**Provided passage**.
::::
Message-ID: <5225766F.4000907@asianux.com>
Date: Tue, 03 Sep 2013 13:41:03 +0800
From: Chen Gang <gang.chen@asianux.com>
User-Agent: Mozilla/5.0 (X11; Linux x86_64; rv:17.0) Gecko/20130110 Thunderbird/17.0.2
MIME-Version: 1.0
To: Chen Gang F T <chen.gang.flying.transformer@gmail.com>
CC: paulmck@linux.vnet.ibm.com, dipankar@in.ibm.com,
        "linux-kernel@vger.kernel.org" <linux-kernel@vger.kernel.org>
Subject: Re: [PATCH] kernel/rcutree.c: deem to be lazy if there are no callbacks.
References: <5212E76A.40903@asianux.com> <5212E7BB.4020602@asianux.com> <20130820041832.GY29406@linux.vnet.ibm.com> <5212F3E5.7080700@asianux.com> <5212F467.8090407@asianux.com> <52145741.7000008@asianux.com> <20130821142301.GX29406@linux.vnet.ibm.com> <52157F21.5080200@asianux.com> <20130825191839.GA22515@linux.vnet.ibm.com> <521ABB9E.1050209@gmail.com>
In-Reply-To: <521ABB9E.1050209@gmail.com>
Content-Type: text/plain; charset=UTF-8
Content-Transfer-Encoding: 7bit
Sender: linux-kernel-owner@vger.kernel.org
Content-Length: 14773
Lines: 444

Hello Maintainers:

Is this issue finished ?
::::
Labeled-object pointing records:
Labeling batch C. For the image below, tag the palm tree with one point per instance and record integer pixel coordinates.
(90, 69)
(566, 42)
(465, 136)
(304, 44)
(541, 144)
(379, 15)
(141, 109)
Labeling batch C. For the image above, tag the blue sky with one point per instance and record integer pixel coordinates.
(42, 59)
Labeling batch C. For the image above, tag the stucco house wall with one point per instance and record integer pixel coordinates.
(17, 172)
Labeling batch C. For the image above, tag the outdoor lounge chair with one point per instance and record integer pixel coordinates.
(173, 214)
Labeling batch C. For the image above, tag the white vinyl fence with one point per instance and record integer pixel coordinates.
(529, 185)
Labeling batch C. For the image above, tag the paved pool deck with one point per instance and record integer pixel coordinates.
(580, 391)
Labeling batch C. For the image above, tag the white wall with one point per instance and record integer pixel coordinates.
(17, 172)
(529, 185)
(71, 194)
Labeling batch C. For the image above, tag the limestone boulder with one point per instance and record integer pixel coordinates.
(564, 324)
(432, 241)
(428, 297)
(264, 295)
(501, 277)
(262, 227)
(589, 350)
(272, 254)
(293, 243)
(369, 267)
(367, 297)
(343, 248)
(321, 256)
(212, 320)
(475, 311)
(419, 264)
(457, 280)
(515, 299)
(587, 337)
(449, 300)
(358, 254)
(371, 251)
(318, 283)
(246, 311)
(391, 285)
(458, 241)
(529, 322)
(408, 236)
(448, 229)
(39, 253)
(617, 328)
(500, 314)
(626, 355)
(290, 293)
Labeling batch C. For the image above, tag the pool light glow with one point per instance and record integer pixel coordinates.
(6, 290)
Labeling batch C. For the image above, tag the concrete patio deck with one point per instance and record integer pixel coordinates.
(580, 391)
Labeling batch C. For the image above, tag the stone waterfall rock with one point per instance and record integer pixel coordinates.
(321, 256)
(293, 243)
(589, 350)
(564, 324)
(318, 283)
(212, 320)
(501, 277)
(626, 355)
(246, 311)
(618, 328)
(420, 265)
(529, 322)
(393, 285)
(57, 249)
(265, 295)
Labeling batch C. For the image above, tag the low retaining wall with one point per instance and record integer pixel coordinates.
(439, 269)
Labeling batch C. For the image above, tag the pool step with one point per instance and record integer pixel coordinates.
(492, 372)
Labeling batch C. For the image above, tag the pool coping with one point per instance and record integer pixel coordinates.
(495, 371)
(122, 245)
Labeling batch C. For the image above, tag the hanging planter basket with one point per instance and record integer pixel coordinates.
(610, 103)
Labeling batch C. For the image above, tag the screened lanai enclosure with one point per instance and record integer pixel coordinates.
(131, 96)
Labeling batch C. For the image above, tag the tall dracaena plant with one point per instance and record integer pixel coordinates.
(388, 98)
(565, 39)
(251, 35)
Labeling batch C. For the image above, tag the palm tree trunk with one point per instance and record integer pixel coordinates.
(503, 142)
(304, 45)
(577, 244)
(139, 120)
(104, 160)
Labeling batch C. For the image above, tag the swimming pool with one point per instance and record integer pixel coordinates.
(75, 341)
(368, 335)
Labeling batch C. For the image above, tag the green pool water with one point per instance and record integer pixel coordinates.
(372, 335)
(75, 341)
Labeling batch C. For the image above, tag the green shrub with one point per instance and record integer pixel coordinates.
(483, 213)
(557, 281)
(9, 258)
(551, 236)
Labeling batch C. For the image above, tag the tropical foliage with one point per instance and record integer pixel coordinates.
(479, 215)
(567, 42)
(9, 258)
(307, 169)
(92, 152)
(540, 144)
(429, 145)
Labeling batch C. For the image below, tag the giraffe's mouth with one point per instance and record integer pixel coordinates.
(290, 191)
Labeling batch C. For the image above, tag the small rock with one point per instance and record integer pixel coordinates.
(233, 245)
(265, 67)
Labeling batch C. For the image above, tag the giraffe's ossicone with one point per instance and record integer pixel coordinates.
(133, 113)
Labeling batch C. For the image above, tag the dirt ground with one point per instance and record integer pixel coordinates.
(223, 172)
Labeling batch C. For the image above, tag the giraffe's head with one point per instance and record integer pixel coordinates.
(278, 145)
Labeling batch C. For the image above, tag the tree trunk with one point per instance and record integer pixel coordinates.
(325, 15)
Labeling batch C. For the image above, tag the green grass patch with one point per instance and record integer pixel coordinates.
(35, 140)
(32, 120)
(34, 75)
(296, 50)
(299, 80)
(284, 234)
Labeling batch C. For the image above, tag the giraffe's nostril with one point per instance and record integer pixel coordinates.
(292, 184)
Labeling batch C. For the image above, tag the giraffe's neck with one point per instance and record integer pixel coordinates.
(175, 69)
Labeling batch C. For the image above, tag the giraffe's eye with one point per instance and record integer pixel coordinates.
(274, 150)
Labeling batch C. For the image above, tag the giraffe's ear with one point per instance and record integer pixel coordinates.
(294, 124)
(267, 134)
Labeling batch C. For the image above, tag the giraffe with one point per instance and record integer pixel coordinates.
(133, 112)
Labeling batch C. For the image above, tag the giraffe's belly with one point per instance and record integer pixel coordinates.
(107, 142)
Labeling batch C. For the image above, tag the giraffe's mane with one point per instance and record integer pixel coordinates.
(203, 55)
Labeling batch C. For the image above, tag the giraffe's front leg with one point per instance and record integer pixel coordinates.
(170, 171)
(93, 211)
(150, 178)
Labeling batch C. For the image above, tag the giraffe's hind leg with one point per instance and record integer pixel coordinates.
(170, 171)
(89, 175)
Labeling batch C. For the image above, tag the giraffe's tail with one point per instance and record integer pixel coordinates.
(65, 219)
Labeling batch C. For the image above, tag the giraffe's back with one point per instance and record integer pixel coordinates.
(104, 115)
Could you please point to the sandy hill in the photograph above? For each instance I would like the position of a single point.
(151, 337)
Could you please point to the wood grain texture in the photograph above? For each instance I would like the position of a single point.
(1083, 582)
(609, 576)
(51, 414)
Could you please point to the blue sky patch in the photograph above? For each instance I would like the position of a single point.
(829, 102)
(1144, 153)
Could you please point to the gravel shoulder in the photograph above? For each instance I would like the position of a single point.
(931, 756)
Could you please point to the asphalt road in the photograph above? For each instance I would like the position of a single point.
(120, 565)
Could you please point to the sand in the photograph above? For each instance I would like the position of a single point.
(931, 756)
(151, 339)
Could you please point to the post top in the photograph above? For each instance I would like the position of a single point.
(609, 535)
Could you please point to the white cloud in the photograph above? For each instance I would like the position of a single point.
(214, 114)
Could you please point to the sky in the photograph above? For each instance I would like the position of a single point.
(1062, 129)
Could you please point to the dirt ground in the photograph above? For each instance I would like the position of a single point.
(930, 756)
::::
**Required tasks**.
a – On what date was the mailing-list message sent?
b – Please write a continuation of the mailing-list message, starting right after its last line.
None of the records are needed here.

**Final answers**.
a – Tue, 03 Sep 2013, at 13:41:03 +0800.

b –
If need additional help from me (e.g. some test things, or others, if
you have no time, can let me try), please let me know, I should try.


Thanks.

On 08/26/2013 10:21 AM, Chen Gang F T wrote:
> 
> Firstly, thank you for your reply with these details. 
> 
> On 08/26/2013 03:18 AM, Paul E. McKenney wrote:
>> On Thu, Aug 22, 2013 at 11:01:53AM +0800, Chen Gang wrote:
>>> On 08/21/2013 10:23 PM, Paul E. McKenney wrote:
>>>> On Wed, Aug 21, 2013 at 01:59:29PM +0800, Chen Gang wrote:
>>
>> [ . . . ]
>>
>>>> Don't get me wrong, I do welcome appropriate patches.  In fact, if
>>>> you look at RCU's git history, you will see that I frequently accept
>>>> patches from a fair number of people.  And if you were willing to
>>>> invest some time and thought, you might eventually be able to generate
>>>> an appropriate (albeit low priority) patch to this function.  However,
>>>> you seem to be motivated to submit small patches with a minimum of
>>>> thought and preparation, perhaps because you need to meet some external
>>>> or self-imposed quota of accepted patches.  And if you are in fact driven
>>>> by a quota that prevents you from taking the time required to carefully
>>>> think things through, you are wasting your time with RCU.
>>>
>>> Hmm... at least, some contents you said above is correct to me.
>>>
>>> At least, I should provide 10 patches per month, it is a necessary
>>> basic requirement to me.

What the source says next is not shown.